* _Action item 1_
Answer these about the British Columbia flu shot post, one answer per line, marked the same way:
(a) When was the mandatory flu shot policy announced, and for whom?
(b) How many health-care workers do the three unions together represent?
(c) Why did Kendall say he didn't know how many patients die each year from viruses like the flu?
* _Action item 2_
Please reproduce word for word the part of the British Columbia flu shot post starting with "It is unfortunate" and going on through "subject in question.".
* _Action item 3_
Carry the British Columbia flu shot post on past its last sentence.
+++ Page excerpt
Thursday, January 3, 2013

British Columbia, Canada reversed itself on mandatory flu shots this season/ Globe and Mail



Canada's first mandatory flu shot policy, announced in August 2012 for all healthcare workers, was reversed in early December, following an uproar by nurses and other health workers.
The nurses’ union, the HSA and the Hospital Employees’ Union, together representing more than 100,000 health-care workers, objected to their members being forced to have a flu shot, or wear a mask, while at work. “Nurses felt it was a real violation of their right to direct their own health care, that it was questioning their own critical judgment.”
BC Provincial Health Officer Perry Kendall created the policy, yet admitted he did not know how many people died from flu.  According to the Vancouver Sun,
When asked how many patients die each year because they pick up viruses like the flu, Kendall said he didn't know because the information is not routinely collected.
Yet Kendall had earlier claimed, "Influenza causes more deaths annually than all other vaccine-preventable diseases combined..."   Duh...

It is unfortunate that he and so many other policymakers seem to get their information from power points, likely authored by industry, which provide them pithy statements for the media.  But when challenged, they lack basic information on the subject in question.

Finally, Kendall was overruled by his bosses:
The decision to hold off disciplining health-care workers who refuse to get a flu shot or wear a mask was made without consulting the province’s chief public health officer, who announced the landmark policy in the first place.
++++++
+++ Supplied entries
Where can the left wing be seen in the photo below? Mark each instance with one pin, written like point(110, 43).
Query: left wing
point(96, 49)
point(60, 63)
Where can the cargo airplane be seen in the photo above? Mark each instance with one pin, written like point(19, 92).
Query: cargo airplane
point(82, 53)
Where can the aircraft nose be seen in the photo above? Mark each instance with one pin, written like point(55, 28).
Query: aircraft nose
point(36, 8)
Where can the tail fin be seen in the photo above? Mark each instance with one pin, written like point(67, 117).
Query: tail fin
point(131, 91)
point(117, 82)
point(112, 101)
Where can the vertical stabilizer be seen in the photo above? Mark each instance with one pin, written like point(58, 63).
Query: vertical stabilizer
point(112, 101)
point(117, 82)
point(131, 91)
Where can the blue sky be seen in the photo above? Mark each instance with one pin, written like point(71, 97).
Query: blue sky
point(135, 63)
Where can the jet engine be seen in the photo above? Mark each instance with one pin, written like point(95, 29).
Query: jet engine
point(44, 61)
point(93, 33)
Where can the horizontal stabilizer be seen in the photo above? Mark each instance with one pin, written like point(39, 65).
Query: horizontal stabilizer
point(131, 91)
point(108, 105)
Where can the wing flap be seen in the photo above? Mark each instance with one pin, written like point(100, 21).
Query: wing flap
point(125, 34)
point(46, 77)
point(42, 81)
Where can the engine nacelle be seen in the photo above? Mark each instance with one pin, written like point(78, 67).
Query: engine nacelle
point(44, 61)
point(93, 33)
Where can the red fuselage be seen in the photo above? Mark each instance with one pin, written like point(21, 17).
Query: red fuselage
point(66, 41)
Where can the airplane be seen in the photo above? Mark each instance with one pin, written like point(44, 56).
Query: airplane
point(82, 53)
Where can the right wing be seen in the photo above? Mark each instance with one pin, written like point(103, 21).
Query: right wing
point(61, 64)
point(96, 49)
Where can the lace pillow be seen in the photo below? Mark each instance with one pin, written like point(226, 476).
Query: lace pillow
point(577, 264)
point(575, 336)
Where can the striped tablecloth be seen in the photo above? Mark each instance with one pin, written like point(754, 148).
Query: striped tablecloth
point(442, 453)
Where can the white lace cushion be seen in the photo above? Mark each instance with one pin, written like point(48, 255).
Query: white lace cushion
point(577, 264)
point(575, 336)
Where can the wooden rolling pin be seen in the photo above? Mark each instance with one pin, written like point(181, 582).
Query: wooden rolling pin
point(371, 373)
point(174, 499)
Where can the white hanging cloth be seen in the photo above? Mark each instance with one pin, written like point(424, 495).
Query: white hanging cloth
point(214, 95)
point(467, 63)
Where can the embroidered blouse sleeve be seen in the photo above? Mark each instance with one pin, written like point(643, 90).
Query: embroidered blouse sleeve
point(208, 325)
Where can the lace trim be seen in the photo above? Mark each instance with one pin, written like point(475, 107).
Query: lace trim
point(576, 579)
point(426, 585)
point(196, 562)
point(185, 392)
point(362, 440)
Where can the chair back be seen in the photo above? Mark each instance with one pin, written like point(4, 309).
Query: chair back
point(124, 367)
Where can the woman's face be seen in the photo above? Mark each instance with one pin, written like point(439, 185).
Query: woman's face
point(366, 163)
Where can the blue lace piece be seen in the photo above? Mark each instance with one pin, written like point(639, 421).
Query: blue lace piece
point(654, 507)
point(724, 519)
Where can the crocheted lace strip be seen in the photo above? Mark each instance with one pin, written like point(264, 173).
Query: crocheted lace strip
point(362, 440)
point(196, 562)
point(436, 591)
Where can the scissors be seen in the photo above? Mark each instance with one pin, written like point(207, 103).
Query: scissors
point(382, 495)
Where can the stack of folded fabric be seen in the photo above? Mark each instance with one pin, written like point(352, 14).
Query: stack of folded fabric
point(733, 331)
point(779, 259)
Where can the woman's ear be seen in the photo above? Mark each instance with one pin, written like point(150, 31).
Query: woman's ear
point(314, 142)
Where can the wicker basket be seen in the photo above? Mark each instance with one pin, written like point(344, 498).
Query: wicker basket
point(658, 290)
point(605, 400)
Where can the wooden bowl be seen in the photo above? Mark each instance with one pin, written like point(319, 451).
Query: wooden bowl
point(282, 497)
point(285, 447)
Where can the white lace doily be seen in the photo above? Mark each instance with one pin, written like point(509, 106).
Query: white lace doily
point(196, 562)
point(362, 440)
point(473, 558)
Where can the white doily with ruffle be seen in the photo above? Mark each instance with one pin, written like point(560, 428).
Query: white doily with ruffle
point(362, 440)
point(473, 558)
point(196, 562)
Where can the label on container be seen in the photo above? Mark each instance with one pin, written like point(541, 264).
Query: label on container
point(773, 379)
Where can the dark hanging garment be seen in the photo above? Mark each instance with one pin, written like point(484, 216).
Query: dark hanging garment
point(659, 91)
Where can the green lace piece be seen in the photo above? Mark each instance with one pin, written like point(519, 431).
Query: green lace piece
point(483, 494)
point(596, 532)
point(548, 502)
++++++
* _Exercise output 1_
(a) In August 2012, for all healthcare workers.
(b) More than 100,000.
(c) Because the information is not routinely collected.

* _Exercise output 2_
It is unfortunate that he and so many other policymakers seem to get their information from power points, likely authored by industry, which provide them pithy statements for the media.  But when challenged, they lack basic information on the subject in question.

* _Exercise output 3_
Provincial Health Officer Perry Kendall said he learned of the softened approach only after it was approved late last week by a group consisting of deputy health minister Graham Whitmarsh and CEOs of the province’s regional health authorities...
But the new policy produced an uproar among unionized health-care workers. Their unions filed grievances against the mandatory nature of the decree, arguing that immunization was an individual decision and evidence on the benefits of flu shots was weak... 
Already, likely because of the earlier threat of discipline, flu shot rates among health-care workers are at record levels this year. At Fraser Health, more than 70 per cent of staff have now been immunized, nearly twice the level of previous years.
Threaten someone with the loss of their job, and they may get the shot.  However, the fact that only 35% of healthcare workers have been vaccinated, when they have a bird's eye view of the effects of the vaccine and the impact of flu on patients, suggests the vaccine benefit does not impress those with the greatest personal experience.  (Per CDC, 37% overall get vaccinated in the US.)